There’s more than joy in the air this holiday season. I’m thinking wackiness.
For going on six decades a coalition of local churches has erected tableaus in Palisades Park illustrating the biblical Christmas story, and a Jewish group has a menorah display.
A few years ago, other groups and individuals also wanted to present displays in the same location. When the requests for displays exceeded the 21 spaces available, City Hall had a problem.
Because the park is public property, City Hall cannot arbitrarily set aside spots or give preference to any particular group, message, or ideology or give preference based on tradition or history. So, an application process was established with the awarding of spaces to be determined by random lottery. The outcomes worried some city leaders.
Councilman Bob Holbrook told me last spring that a group calling itself the Church of the Flying Spaghetti Monster had applied for a space. Their god looks like an octopus with outstretched noodles.
“If their name is drawn, we have to let them in,” he fumed. “We can’t stop ’em.”
Luckily for Holbrook, the parody religion’s application didn’t win. But, as luck would have it, non-religious groups did take 18 out of 21 spaces. The churches, operating collectively as “Save Our Nativity Scenes” (SONS), initiated a public relations campaign to win back display areas. Because, I guess, setting up displays at the churches themselves isn’t an option.
It’s all much ado about nothing because all the signed petitions floated by SONS doesn’t trump the U.S. Constitution, which calls for equal access. Lord willing, next year the churches will win a majority of spaces in the lottery. And, non-nativity groups will claim the process was rigged against them.
Some years, the nativity scenes will prevail. Some years, church and state separatists will win. Maybe some of the “Johnny-come lately” groups will drop out and spots will be reacquired by the churches. The full story of the first Christmas — and controversy — will return to Ocean Avenue.
Smoke and mirrors
The issue of smoking and its effect on non-smokers has been vexing for our nanny City Council. Last Tuesday, they debated how to control smoking tobacco in multi-unit apartments and condominiums.
An ordinance under consideration would require current occupants of apartments and condominiums to choose either “smoking” or “non-smoking” status for their dwelling unit. If a unit is designated non-smoking, smoking would thereafter be prohibited in that unit. Upon vacancy, units including smoking units, would be designated as non-smoking units, forever. Current smoking tenants would be allowed to smoke in their smoking-designated units.
This whole proposal is just goofy. What if a tenant declares his unit “non-smoking” and then takes up a pipe, cigarettes, cigars or a Tiparillo? He/she would be in violation of the ordinance (if it passes) and could be cited and even sued.
It gets worse. If a guest lights up in your non-smoking unit, you can be fined and sued. This could put an end to smoking after sex in non-smoking units. But, if you designate your unit as a smoking unit, even if you’re a non-smoker, under the proposed ordinance there’s no penalty for lighting up — even after sex.

--- --- ---

Jobs:
1. According to the column, how many of the 21 display spaces did non-religious groups win in the lottery?
2. Quote the column word for word, starting with "Some years, the" and going on through "apartments and condominiums.".

Data block:
--- --- ---

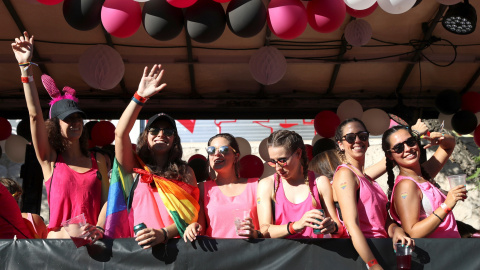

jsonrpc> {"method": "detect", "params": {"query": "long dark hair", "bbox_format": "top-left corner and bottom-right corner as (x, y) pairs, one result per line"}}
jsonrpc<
(382, 125), (430, 200)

--- --- ---

Responses by task:
1. They won 18 of the 21 spaces.

2.
Some years, the nativity scenes will prevail. Some years, church and state separatists will win. Maybe some of the “Johnny-come lately” groups will drop out and spots will be reacquired by the churches. The full story of the first Christmas — and controversy — will return to Ocean Avenue.
Smoke and mirrors
The issue of smoking and its effect on non-smokers has been vexing for our nanny City Council. Last Tuesday, they debated how to control smoking tobacco in multi-unit apartments and condominiums.